- [AIM OF THE TASK]: State how many lines of the records include the word "blue"; the reply is that number alone.

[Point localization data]

════════

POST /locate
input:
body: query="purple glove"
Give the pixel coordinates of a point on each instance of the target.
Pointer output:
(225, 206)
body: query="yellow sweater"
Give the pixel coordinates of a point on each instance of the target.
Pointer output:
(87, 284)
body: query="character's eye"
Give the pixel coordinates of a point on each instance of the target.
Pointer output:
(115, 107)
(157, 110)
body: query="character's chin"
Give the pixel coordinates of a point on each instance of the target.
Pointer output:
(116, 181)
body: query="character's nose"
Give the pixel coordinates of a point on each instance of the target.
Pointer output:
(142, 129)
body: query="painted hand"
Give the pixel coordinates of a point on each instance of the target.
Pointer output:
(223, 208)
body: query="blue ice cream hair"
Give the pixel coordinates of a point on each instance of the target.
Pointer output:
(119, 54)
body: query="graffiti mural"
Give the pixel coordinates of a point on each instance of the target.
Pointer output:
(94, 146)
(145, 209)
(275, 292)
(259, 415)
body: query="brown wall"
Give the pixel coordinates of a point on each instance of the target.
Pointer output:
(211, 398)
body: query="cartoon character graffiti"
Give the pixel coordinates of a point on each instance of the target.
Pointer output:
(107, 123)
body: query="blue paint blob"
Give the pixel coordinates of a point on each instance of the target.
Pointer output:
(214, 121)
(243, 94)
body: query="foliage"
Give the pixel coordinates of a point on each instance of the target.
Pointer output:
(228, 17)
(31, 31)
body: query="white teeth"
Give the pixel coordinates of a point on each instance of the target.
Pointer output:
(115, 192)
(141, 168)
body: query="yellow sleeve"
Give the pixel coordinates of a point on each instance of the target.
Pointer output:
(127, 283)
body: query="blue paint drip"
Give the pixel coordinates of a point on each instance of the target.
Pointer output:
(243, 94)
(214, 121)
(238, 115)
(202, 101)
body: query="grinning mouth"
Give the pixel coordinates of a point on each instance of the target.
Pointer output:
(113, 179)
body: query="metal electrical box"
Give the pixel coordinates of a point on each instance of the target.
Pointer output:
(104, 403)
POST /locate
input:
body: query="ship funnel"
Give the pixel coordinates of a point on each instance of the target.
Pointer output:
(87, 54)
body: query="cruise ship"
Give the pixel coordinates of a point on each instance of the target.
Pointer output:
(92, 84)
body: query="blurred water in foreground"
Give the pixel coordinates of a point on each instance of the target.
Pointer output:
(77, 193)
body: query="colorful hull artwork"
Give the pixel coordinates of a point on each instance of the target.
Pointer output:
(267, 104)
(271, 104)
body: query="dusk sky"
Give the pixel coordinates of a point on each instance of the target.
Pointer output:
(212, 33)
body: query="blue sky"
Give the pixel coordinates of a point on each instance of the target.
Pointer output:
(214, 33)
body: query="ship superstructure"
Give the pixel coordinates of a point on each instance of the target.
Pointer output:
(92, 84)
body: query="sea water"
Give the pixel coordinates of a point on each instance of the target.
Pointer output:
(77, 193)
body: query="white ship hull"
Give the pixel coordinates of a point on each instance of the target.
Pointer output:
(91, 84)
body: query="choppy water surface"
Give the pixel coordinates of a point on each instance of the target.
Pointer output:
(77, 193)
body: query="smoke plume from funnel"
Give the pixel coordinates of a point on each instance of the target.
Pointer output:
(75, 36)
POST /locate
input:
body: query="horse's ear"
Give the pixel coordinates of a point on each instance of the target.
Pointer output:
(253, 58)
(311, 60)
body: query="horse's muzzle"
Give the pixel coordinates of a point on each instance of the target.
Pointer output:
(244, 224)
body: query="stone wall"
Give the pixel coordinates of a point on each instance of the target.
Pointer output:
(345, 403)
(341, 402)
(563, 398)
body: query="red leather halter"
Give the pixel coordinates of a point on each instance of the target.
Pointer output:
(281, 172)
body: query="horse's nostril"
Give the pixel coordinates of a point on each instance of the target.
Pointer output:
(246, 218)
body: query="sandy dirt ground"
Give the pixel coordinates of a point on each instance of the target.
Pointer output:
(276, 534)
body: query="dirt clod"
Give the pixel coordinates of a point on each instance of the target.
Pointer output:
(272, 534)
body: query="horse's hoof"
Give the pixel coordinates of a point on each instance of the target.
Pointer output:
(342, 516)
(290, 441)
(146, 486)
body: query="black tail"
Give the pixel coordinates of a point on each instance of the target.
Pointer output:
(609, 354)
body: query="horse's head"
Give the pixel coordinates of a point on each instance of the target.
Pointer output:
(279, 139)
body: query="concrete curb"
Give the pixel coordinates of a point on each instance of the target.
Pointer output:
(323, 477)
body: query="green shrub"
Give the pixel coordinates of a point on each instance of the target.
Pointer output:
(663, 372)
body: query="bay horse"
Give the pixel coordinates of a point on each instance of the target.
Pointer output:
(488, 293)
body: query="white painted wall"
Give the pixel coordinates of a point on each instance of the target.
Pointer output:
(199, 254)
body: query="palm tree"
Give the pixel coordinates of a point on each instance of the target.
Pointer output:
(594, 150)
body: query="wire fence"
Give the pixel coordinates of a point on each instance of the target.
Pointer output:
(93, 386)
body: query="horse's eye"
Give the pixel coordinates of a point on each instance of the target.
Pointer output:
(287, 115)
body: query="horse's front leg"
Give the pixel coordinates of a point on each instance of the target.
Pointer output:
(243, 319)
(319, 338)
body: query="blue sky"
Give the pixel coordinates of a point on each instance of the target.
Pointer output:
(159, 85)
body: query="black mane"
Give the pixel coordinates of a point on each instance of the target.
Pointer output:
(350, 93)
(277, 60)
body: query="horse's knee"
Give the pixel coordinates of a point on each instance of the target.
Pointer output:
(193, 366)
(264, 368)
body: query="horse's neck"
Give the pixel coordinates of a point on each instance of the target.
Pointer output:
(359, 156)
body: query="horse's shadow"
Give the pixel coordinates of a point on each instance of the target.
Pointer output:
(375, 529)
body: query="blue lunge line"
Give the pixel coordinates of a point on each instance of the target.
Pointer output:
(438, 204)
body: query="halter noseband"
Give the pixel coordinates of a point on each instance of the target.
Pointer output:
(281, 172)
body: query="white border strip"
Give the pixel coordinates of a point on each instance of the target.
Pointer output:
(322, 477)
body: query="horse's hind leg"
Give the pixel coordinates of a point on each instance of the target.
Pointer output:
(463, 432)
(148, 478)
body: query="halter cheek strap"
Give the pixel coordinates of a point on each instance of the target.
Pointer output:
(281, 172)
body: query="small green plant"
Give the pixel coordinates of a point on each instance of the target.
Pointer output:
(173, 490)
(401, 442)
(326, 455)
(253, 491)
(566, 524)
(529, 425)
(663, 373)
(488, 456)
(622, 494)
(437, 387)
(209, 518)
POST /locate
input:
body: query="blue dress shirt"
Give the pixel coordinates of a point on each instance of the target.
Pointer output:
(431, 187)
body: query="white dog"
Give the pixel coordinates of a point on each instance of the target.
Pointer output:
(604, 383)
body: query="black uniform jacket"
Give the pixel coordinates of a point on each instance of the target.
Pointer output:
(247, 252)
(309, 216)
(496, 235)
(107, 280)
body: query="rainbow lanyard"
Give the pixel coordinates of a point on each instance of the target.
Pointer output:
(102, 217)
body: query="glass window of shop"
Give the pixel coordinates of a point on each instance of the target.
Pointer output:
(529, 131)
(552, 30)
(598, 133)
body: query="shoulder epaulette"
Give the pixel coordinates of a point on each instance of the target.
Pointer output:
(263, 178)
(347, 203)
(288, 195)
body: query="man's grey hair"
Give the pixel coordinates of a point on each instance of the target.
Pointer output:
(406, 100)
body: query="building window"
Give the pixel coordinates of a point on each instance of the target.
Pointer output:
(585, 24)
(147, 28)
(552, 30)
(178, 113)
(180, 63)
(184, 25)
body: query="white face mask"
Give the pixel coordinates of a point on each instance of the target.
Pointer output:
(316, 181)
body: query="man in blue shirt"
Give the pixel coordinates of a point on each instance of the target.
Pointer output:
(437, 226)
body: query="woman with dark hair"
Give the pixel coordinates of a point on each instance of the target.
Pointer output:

════════

- [PROBLEM SOLUTION]: 8